Когда-то в «Знамени» же я опубликовал заметку о том, что постсоветское попадание в писатели оставило меня — большую часть жизни проведшего там, в рухнувшем пакостном, но порядке — в недоумении: ну, так я уже писатель или так себе? Как-то не мог принять всерьез эти книги, выходящие без очереди, без лимита бумаги, без главлита, казался себе самозванцем. А сейчас прислушиваюсь к себе… Вроде бы уже привык. Что же поддерживает и укрепляет в самоопределении? «Знамя». Вот журнал, вот в нем мое сочинение вроде удостоверения, полная, только гораздо более достойная замена союзписательскому билету.

Сегодня «Знамя» мне представляется как бы идеальным образом литературного журнала. Если ребенка попросить нарисовать собаку, он нарисует нечто вроде овчарки, если машину — вроде «волги», если домик двускатную крышу, дверь, два окна, трубу с дымом… Примерно так и я: «толстый» журнал? Значит, «Знамя».


Юрий Карякин

Буду крайне эгоцентричен: мало кто помог мне вернуть веру в себя, как «Знамя», т.е. Григорий Бакланов. Я имею в виду статью «Стоит ли наступать на грабли» (No 9, 1987). Писал я ее в упоении и в негодовании (разумеется, на самого себя). Вариантов было чуть ли не тридцать. Речь шла о романе Б. Можаева «Мужики и бабы».

Принес сначала в самую распрогрессивнейшую газету. Отказ. Отнес в самый распрогрессивнейший журнал. Отказ. С горя пошел в ЦДЛ.

Вдруг на Цветном бульваре вижу — «Знамя» (а накануне я поссорился с главным редактором Г. Баклановым). Думаю: дай зайду, небось тоже выдворят. Отдал. Часа через два — звонок жене: статья немедленно идет в ближайший номер. (Писем-откликов на статью было не меньше тысячи. Время было глуповато-восторженное.)

Г. Бакланову дана была милость не трусить не только на войне, но и в мире. Вспомните хотя бы его выступление на XIX партконференции (1988), когда он один противостоял всему залу.

Ему и его заму В. Лакшину я бесконечно благодарен за понимание, сочувствие и помощь. Разногласия — позади.

Уверен: будут написаны истории главных наших «толстых» журналов (такие были только в России), в том числе и история — «Знамени»: В. Кожевникова, Г. Бакланова, С. Чупринина.

С Г. Бакланова и С. Чупринина для меня этот журнал — брат родной «Нового мира». И если С. Чупринин осмелился опубликовать роман с вызывающим названием «Бестселлер» Ю. Давыдова — удивительнейшая и горчайшая перемесь времен, судеб России за целый век, — то это опять помогает одолеть неверие и в свои силы, и в силы родных мне людей.

Выдержки из строк:
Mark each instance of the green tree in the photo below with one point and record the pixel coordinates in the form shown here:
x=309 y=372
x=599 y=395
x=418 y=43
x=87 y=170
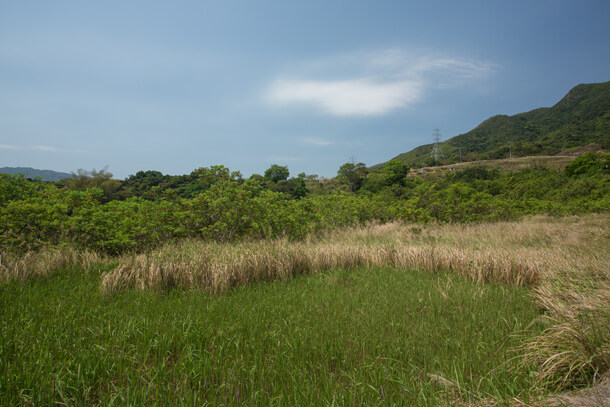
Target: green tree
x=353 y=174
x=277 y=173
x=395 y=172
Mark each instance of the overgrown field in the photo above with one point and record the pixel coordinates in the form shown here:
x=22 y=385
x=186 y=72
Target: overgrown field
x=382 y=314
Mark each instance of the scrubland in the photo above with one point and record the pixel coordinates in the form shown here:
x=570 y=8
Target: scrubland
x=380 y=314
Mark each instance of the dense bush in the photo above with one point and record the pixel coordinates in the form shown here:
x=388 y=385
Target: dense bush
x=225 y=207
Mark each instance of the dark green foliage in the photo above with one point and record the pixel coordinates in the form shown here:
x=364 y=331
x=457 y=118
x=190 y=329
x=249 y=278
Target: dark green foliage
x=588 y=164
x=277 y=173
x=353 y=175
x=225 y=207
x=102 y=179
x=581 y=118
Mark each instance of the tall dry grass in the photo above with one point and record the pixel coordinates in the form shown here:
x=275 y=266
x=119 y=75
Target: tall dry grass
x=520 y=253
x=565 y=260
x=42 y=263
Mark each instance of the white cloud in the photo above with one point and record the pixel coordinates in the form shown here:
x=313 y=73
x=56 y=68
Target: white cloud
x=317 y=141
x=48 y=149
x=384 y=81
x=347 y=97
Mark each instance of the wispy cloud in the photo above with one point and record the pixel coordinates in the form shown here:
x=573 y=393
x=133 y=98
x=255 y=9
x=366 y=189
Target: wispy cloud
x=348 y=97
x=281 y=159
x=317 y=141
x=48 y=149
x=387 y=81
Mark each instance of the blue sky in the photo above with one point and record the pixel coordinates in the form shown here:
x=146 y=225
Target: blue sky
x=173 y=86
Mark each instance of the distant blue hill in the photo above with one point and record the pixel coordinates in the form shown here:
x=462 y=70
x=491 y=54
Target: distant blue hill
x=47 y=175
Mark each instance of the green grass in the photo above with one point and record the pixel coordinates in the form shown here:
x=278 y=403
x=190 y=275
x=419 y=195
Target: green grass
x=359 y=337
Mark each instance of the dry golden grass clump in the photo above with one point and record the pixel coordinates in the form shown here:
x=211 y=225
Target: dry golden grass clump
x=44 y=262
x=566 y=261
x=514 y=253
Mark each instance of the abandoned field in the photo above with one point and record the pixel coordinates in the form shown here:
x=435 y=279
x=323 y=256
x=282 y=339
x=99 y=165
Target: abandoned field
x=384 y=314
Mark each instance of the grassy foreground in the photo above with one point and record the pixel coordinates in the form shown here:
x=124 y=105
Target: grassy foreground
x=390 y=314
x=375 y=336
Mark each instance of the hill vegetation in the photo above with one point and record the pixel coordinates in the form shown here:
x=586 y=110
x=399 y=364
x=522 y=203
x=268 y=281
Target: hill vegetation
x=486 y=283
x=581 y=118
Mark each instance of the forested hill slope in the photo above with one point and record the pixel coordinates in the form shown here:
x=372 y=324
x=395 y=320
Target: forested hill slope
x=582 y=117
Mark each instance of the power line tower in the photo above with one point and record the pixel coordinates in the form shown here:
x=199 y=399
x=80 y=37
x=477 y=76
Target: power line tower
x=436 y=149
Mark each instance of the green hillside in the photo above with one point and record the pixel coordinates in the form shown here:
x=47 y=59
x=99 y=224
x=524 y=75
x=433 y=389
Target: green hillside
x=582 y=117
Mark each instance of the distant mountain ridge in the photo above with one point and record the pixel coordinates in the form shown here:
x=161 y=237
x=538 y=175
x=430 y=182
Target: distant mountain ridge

Задачи:
1. Перечислите все детали, которые, согласно тексту о журнале «Знамя», нарисует ребенок, если попросить его нарисовать домик.
2. Переведите на английский язык предложение «Вариантов было чуть ли не тридцать.» из текста о журнале «Знамя».
3. О каком романе шла речь в статье «Стоит ли наступать на грабли», упомянутой в тексте о журнале «Знамя»?
Строки никак не связаны с текстом о журнале «Знамя».

Ответы к заданиям:
1. Двускатная крыша, дверь, два окна, труба с дымом.

2. There were almost thirty versions.

3. О романе Б. Можаева «Мужики и бабы».